— begin —

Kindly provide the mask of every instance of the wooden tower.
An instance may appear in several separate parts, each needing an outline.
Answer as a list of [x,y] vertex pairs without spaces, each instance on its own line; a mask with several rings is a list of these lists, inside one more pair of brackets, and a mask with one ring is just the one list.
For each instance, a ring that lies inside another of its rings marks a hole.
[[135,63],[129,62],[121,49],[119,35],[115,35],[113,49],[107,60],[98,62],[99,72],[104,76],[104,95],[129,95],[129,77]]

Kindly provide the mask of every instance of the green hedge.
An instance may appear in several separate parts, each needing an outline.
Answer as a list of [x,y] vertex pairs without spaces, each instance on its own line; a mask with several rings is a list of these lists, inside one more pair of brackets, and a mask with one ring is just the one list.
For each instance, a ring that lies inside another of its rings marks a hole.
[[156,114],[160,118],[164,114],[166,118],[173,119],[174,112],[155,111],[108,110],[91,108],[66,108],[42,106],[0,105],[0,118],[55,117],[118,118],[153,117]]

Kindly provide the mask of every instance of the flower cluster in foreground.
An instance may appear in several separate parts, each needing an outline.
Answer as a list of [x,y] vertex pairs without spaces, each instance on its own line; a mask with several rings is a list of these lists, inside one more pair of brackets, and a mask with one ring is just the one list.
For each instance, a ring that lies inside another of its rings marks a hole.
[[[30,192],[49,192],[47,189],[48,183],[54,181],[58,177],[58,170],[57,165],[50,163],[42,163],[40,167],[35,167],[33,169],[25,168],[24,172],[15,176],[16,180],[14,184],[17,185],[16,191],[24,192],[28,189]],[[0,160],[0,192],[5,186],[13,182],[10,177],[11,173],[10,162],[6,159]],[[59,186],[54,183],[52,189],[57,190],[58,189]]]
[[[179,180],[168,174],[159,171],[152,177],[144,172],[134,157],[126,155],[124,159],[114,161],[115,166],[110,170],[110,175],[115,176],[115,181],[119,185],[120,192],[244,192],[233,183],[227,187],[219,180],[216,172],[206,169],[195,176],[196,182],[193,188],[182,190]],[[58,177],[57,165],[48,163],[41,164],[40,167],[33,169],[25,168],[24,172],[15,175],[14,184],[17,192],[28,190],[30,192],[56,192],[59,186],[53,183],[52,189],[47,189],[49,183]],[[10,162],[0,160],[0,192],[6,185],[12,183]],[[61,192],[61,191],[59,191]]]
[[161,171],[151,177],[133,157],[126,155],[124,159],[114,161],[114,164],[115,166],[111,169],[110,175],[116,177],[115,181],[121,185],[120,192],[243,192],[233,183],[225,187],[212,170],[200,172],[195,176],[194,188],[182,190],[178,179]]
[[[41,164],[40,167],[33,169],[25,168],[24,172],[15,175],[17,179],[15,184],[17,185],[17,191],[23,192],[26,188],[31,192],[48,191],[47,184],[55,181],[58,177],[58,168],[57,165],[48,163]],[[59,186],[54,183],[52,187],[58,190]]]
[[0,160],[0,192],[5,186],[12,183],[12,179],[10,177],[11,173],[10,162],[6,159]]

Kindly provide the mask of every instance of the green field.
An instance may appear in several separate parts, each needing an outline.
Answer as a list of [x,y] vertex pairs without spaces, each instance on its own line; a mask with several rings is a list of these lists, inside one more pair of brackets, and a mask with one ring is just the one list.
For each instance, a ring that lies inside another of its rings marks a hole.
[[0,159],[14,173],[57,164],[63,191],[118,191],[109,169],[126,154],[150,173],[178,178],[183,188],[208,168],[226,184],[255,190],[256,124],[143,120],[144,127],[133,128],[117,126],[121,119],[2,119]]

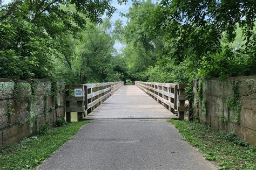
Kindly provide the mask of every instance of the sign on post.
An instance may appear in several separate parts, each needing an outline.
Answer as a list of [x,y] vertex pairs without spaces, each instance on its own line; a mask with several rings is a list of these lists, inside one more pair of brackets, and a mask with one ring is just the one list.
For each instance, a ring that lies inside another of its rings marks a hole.
[[74,89],[75,97],[83,97],[83,89]]

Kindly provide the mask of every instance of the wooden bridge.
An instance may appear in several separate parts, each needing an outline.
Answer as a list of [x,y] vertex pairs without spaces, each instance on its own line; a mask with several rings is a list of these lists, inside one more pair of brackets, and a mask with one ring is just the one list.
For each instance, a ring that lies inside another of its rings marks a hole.
[[186,110],[184,84],[123,82],[66,87],[66,118],[183,119]]

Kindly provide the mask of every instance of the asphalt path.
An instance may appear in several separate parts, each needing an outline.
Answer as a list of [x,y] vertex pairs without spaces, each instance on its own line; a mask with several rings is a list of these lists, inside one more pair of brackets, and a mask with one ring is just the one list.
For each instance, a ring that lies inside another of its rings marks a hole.
[[[50,145],[51,144],[49,144]],[[216,169],[166,119],[95,119],[40,169]]]

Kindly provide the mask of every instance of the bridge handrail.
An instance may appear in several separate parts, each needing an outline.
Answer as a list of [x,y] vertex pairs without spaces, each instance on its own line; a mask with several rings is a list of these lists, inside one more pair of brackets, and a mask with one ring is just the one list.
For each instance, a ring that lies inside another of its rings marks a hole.
[[173,114],[178,115],[180,119],[184,119],[187,110],[185,106],[187,100],[185,93],[186,84],[136,81],[135,85]]
[[[124,84],[124,82],[119,81],[66,86],[67,122],[71,121],[71,112],[77,112],[78,121],[82,121]],[[78,90],[79,95],[76,96],[76,90]]]

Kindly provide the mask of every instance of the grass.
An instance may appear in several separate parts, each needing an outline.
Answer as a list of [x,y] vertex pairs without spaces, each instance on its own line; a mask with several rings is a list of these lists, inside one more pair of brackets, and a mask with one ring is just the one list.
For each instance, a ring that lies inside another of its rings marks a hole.
[[[77,122],[77,112],[71,112],[70,115],[71,116],[71,122]],[[65,116],[65,119],[66,119],[66,116]]]
[[[196,122],[171,120],[183,139],[214,161],[219,169],[256,169],[256,147],[226,133]],[[243,145],[243,146],[241,146]]]
[[77,122],[51,129],[43,134],[25,138],[0,150],[0,169],[31,169],[50,157],[89,121]]

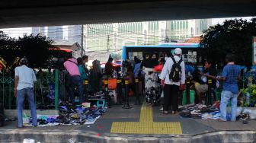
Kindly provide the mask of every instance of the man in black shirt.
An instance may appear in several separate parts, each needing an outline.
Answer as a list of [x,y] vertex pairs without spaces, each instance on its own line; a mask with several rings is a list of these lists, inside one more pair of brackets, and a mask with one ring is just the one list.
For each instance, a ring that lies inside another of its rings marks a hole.
[[201,97],[208,91],[208,79],[212,79],[212,87],[216,87],[216,76],[217,75],[214,64],[210,59],[207,59],[204,63],[204,71],[201,75],[200,82],[195,83],[196,103],[202,103]]

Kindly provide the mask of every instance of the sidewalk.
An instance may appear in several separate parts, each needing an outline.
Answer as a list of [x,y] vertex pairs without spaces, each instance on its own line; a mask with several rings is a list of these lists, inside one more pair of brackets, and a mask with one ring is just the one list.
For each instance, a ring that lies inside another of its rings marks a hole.
[[15,122],[0,127],[0,142],[21,142],[33,138],[40,142],[253,142],[256,120],[248,124],[217,122],[164,115],[159,106],[114,105],[94,125],[56,126],[16,129]]

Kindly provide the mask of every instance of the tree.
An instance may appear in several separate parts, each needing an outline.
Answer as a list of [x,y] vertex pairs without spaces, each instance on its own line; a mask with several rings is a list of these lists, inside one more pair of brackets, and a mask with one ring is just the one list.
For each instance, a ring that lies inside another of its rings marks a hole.
[[14,57],[18,56],[17,49],[15,39],[0,31],[0,56],[7,62],[7,65],[10,65]]
[[235,54],[236,64],[251,65],[252,37],[256,36],[256,18],[225,21],[222,25],[210,27],[204,31],[200,46],[213,61],[222,62],[228,52]]
[[21,56],[26,56],[30,66],[44,67],[50,58],[50,49],[53,48],[53,41],[46,37],[37,34],[24,35],[17,40],[17,46],[21,50]]

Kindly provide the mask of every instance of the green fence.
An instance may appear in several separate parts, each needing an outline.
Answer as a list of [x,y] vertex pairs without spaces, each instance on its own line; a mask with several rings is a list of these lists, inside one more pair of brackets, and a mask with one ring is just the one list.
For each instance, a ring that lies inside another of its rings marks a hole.
[[[34,83],[34,94],[37,108],[40,110],[58,109],[59,101],[66,99],[65,79],[62,72],[37,74]],[[0,74],[0,102],[5,109],[16,109],[16,97],[14,96],[14,73]],[[24,109],[28,109],[28,103],[24,103]]]

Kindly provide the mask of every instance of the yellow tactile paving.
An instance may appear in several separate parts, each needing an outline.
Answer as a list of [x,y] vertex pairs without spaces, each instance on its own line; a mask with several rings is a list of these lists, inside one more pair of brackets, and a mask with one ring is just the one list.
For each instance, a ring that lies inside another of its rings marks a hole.
[[123,134],[182,134],[180,122],[154,122],[151,106],[143,104],[139,122],[114,122],[111,133]]

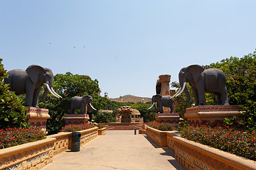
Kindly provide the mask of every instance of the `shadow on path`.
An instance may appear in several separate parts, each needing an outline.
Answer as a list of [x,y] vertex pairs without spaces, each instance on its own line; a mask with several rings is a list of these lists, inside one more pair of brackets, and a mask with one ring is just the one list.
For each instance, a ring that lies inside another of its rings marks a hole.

— end —

→ Task statement: Will you repeat the material above, but only from the line containing "Kindly provide the mask of every instance of the yellow" through its last line, exactly and without the pictures?

→ Task solution:
Kindly provide the mask of every instance of the yellow tactile paving.
An instance may appear in several separate parts, each needing an outline.
Answer as a list of [x,y] vertex pairs without spaces, each instance on its own line; a mask with several rings is a list of these lists, inside one more pair of brackets, and a mask with one ring is just the one list.
For each instance, a ring that lies inside another of its rings marks a hole.
[[123,134],[182,134],[180,122],[154,122],[151,106],[143,104],[139,122],[114,122],[111,133]]

Kindly provide the mask of every instance of the `shadow on path`.
An instance may appear in several separate parts, each needing an outline.
Answer as a list of [x,y] vertex pairs without spaces, each instance on its own line; a mask with several rings is a list of these lists, inside one more pair of brackets, and a mask with one ring is just the one list.
For each instance, a ring that lies inside another of its rings marks a hole.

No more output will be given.